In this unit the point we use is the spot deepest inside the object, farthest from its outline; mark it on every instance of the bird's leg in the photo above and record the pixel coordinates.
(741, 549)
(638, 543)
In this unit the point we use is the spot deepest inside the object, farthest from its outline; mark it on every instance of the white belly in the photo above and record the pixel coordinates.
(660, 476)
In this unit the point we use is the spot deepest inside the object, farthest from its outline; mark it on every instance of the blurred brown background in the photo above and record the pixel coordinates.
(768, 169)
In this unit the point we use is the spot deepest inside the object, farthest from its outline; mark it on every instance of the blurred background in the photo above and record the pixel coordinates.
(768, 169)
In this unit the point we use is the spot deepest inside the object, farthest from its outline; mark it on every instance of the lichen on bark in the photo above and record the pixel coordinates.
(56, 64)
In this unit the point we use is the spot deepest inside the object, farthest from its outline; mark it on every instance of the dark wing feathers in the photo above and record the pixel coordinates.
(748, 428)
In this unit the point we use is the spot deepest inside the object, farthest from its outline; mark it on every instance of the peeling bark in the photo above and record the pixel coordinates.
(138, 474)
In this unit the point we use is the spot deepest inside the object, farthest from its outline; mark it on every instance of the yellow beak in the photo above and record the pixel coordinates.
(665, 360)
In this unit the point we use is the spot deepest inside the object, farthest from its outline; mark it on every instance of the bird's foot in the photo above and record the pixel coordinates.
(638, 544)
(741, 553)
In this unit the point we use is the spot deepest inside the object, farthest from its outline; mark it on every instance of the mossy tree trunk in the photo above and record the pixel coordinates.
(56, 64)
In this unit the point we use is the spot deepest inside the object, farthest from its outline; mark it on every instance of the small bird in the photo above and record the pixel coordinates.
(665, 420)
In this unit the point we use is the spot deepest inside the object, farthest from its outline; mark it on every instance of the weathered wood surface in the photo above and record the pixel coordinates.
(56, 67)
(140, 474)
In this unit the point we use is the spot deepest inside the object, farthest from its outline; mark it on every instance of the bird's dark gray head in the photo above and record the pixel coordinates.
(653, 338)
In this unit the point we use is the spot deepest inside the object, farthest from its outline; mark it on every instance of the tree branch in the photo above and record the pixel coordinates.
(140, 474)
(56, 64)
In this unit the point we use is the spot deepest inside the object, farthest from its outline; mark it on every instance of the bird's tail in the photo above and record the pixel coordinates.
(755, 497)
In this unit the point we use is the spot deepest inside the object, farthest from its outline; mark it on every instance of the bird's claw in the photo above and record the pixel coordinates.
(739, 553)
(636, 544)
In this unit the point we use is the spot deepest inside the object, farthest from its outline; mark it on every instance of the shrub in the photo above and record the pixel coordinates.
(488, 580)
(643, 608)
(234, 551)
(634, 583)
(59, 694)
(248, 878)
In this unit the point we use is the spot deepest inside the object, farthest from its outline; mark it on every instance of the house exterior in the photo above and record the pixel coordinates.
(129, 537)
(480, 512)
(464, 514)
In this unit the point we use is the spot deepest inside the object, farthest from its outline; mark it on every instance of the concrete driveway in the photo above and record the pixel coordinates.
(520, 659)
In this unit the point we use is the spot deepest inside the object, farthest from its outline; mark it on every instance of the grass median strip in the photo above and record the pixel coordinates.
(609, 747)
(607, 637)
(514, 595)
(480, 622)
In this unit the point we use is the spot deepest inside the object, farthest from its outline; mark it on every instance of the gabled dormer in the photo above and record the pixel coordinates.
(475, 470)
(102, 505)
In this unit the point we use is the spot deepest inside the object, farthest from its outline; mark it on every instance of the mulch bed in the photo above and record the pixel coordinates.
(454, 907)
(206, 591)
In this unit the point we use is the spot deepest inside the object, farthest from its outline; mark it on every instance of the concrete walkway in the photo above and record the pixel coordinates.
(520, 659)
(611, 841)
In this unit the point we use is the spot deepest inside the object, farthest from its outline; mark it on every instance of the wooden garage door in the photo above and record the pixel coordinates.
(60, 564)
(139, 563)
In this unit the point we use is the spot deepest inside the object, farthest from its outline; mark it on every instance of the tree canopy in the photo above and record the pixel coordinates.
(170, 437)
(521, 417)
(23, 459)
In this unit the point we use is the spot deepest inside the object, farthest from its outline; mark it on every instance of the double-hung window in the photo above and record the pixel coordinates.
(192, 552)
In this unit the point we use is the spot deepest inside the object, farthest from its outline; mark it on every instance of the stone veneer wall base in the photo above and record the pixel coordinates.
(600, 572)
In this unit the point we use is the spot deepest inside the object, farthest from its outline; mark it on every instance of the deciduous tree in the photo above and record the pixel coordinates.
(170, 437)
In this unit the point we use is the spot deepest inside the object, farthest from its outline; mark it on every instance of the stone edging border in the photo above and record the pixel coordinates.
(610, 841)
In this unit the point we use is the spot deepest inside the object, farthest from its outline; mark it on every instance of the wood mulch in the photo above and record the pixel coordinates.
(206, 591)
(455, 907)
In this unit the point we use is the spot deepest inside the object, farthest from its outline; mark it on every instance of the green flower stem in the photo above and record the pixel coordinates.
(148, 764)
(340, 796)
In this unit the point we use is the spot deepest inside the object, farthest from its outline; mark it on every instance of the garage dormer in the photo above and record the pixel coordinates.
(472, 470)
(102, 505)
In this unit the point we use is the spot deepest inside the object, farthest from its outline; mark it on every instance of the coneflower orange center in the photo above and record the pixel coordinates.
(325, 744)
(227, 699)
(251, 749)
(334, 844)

##############################

What is required.
Nothing in the listing may be left out; repeat it all exactly.

Reply to the exercise.
In this unit the point we use is the spot deepest inside the object, farthest from its outline; mark it on every instance of the bird's leg in the photo above and record the pixel coordinates.
(741, 549)
(638, 543)
In this unit the point we use is the spot deepest inside the object, farthest from its outline; mark it on every instance of the white belly in the photo above and record the pixel coordinates.
(660, 476)
In this unit the point we use is the spot deepest inside the object, farthest from its outline; mark it on every instance of the blurred brown background in the photo above and record the pixel coordinates.
(768, 169)
In this unit the point we use is the spot deepest inside the object, farthest from its outline; mark it on every instance of the blurred background in the photo above and record the pixel coordinates.
(768, 169)
In this unit the point we use is the spot deepest inside the object, farthest from its outline; mark it on every instance of the lichen on bark in the photo above and record the pixel coordinates.
(56, 64)
In this unit the point we use is the spot deepest inside the object, farthest from its outline; mark it on every instance of the dark wing feathers in the photo above and record the pixel coordinates.
(748, 428)
In this unit the point we use is the spot deepest inside the object, farthest from its outline; mark it on every instance of the peeling bark in the photo above and record the pixel coordinates.
(138, 474)
In this unit the point we use is the spot deepest inside the object, farthest from its outline; mark it on every instance of the yellow beak in the photo above and record the pixel coordinates.
(665, 360)
In this unit the point we use is the spot deepest inside the object, farthest from its outline; mark it on every instance of the bird's foot in the photo above and record the pixel coordinates.
(638, 544)
(741, 553)
In this unit the point we use is the spot deepest inside the object, farthest from its outline; mark it on every instance of the mossy tree trunk in the photo above and record the pixel coordinates.
(56, 64)
In this unit the point we use is the spot deepest inside the object, farthest from its outline; mark it on every instance of the small bird in the photo above and record the pixel coordinates.
(665, 420)
In this unit the point we use is the spot deepest inside the object, farthest from its outline; mark it on every instance of the weathered wood surface in the photo above and record the pixel coordinates.
(56, 67)
(140, 474)
In this unit the point we use is the spot deepest inside the object, farthest from its outline; mark it on every instance of the bird's dark gray head in the photo above and record the pixel coordinates.
(653, 338)
In this unit the point we use is the spot deepest inside the object, farthest from its outline; mark it on every instance of the tree branch in the photo above and record the pixel coordinates.
(140, 474)
(56, 64)
In this unit the point we use is the spot deepest inside the object, farthest from its outline; mark it on every instance of the bird's tail in the photo above and record the pixel coordinates.
(755, 497)
In this unit the point we use is the spot deepest inside the object, farthest from its outline; mark it on every instance of the bird's claw in the photo above and record the pixel coordinates.
(739, 553)
(636, 544)
In this unit the point we use is the spot deepest inside the object, farthest from its outline; mark it on every instance of the shrub in the photo above and record the pixel coordinates.
(488, 580)
(643, 608)
(234, 551)
(634, 583)
(59, 694)
(248, 878)
In this unit the point we use is the spot deepest inside the object, farthest from its outline; mark it on every instance of the house exterior in the photo above and record the pixel coordinates.
(129, 537)
(480, 512)
(464, 514)
In this unit the point we use is the spot deepest inside the object, farthest from its outline; mark it on every instance of the concrete driveway in the photo above and record the pixel coordinates.
(520, 659)
In this unit the point we use is the spot deepest inside the object, farthest from its outline; mark it on every instance of the grass median strip in the photo above and record the pixel coordinates.
(609, 747)
(607, 637)
(514, 595)
(480, 622)
In this unit the point we use is the spot deepest inside the object, farthest from its outline; mark it on every instance of the gabled dormer in the photo above and record the pixel coordinates.
(475, 470)
(102, 505)
In this unit the point we use is the spot deepest inside the object, farthest from its outline; mark it on every instance of the mulch bed in the photo above and record the pixel coordinates.
(454, 907)
(206, 591)
In this unit the point we use is the spot deepest inside the object, farthest from its outline; mark it on every instance of the concrete walkway in the photo above and record the pixel coordinates.
(520, 659)
(611, 841)
In this unit the point we use is the spot deepest inside the object, farthest from its outline; mark it on every instance of the wooden garage door in the photo above and record the pixel coordinates.
(60, 564)
(139, 563)
In this unit the point we use is the spot deepest inside the object, farthest from its outline; mark it on every instance of the tree canopy in the photo above and record the pixel coordinates.
(170, 437)
(521, 417)
(23, 459)
In this unit the point we use is the spot deepest inside the object, farthest from its outline; mark it on every instance of the double-hung window in the photo above and record the pixel coordinates.
(192, 552)
In this unit the point we use is the spot deepest inside the object, farthest from its outline; mark it on every instance of the stone veneer wall base in the photo above and record the pixel coordinates.
(600, 572)
In this unit the point we use is the spot deepest inside the object, farthest from its outline; mark it on every instance of the deciduous tree in the photo above and record the pixel coordinates.
(170, 437)
In this unit the point we use is the spot deepest inside the object, farthest from its outline; mark it on every instance of the stone edging border in the photo above and record the pixel coordinates.
(610, 841)
In this unit the point we use is the spot deepest inside the object, farthest from its outline; mark it on every instance of the wood mulch in the photo above and record the pixel coordinates.
(206, 591)
(455, 907)
In this unit the point we use is the spot deepest inside the object, farthest from its outline; mark it on every instance of the green flower stem in the photo above and record the pixel coordinates.
(148, 764)
(340, 796)
In this unit the point we use is the spot deepest inside the object, farthest from its outline; mark it on every instance of the garage dormer in the photo above and record the pixel coordinates.
(472, 470)
(102, 505)
In this unit the point we use is the spot deepest inside the object, farthest from its outline; mark it on every instance of the coneflower orange center in the photo above and record the pixel coordinates.
(325, 744)
(227, 699)
(251, 749)
(334, 844)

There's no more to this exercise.